- EXTRACTED TEXT -
..............................

Of course I'm listening! It's just endlessly frustrating and I'm so angry about it. It's like life is toying with me.

If your saying through rather than around - what are you actually saying? What is 'through'? What does that entail exactly?

You talking about letting my former self fall away - what does that have to do with things like memory loss / lack of libido / psychosis or a myriad of other symptoms I've experienced - see what I mean?


----------



## Matthew (May 21, 2012)

*double post*


----------



## Matthew (May 21, 2012)

"You can't really be spontaneous if you're always using the past as your security and trying to remember what you're doing as you're doing it. I plan appointments and other things, of course, but I have to make sure I write things down or I often forget about them. If I'm cooking something I have to put the timer on for the stove because as soon as I walk out of the room I forget about it. . . but I find that I always remember what I really need to remember." - An Interview with Linda Claire, Non-dual teacher - in response to a question on how awakening has affected her in a pragmatic sense.

"Of course to say this is not ultimately true, because in reality no one ever
acts. But from the human vantage point this is how it plays out. Memory is also
a tricky thing, the memories of your life are still there and can be jogged into
awareness but as time progresses and enlightenment begins to dissolve you, your
access to them becomes more difficult. Your awareness becomes centered in the
events of the present as they manifest, this is natural since these are the only
events that actually exist. The person and the ego are simply dissolving. They
don't really exist but the illusion that they do becomes less a part of
awareness. You don't remember and you don't care." - Steven Norquist (author of "Haunted Universe") from his article, "What is Enlightenment?"

"This transition may even wreck havok with one's memory. I've had many students develop memory problems, and some of them have even gotten checked for Alzheimer's. There is actually nothing wrong with them; they are simply undergoing a transformational process, an energetic process in the mind." - Adyashanti, from his book "The End of your World".

..............................

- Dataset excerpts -
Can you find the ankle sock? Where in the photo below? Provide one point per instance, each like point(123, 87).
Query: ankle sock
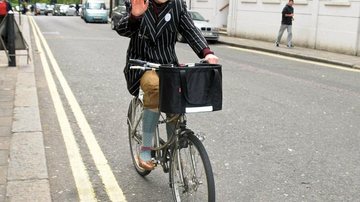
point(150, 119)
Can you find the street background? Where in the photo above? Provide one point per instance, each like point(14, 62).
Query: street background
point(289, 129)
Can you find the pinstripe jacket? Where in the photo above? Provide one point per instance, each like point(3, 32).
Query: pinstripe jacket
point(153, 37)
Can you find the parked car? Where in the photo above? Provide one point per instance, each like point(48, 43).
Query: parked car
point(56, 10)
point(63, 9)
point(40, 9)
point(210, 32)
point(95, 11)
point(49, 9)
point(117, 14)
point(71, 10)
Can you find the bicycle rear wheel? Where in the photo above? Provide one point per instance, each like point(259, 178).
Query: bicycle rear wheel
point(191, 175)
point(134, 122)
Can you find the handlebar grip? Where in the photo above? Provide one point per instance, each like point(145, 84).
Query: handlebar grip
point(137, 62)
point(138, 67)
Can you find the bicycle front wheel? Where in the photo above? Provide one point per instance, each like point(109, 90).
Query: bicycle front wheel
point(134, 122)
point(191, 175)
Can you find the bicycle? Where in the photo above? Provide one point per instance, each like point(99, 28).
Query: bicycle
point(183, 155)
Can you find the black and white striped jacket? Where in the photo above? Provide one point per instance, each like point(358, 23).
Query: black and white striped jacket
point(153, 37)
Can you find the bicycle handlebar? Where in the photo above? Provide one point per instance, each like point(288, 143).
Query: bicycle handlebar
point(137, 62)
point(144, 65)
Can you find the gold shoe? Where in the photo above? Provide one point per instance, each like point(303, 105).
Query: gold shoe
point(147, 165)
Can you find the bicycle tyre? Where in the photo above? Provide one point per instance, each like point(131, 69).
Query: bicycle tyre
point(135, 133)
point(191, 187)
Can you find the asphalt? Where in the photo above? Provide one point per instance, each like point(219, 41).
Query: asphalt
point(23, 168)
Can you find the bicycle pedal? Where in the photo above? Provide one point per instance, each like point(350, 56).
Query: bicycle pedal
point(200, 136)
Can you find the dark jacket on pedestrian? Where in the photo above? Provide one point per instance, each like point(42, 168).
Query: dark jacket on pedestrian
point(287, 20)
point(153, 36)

..............................

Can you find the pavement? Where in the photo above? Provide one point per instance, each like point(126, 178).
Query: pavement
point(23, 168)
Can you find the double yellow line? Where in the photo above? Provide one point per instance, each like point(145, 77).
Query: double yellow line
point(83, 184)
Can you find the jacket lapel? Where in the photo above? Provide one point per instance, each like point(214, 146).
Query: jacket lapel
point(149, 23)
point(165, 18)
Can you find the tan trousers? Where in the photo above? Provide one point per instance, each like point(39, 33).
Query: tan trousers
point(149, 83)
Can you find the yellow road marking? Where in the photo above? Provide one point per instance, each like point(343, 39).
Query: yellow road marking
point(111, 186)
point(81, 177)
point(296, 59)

..............................

- COMPLETE THE FOLLOWING -
1) From the forum thread, repeat word for word the passage that begins at "Of course I'm" and ends after "what I mean?".
2) In the forum thread, what have some of Adyashanti's students gotten checked for?

- ANSWERS TO THIS EXERCISE -
1)
Of course I'm listening! It's just endlessly frustrating and I'm so angry about it. It's like life is toying with me.

If your saying through rather than around - what are you actually saying? What is 'through'? What does that entail exactly?

You talking about letting my former self fall away - what does that have to do with things like memory loss / lack of libido / psychosis or a myriad of other symptoms I've experienced - see what I mean?

2) Alzheimer's.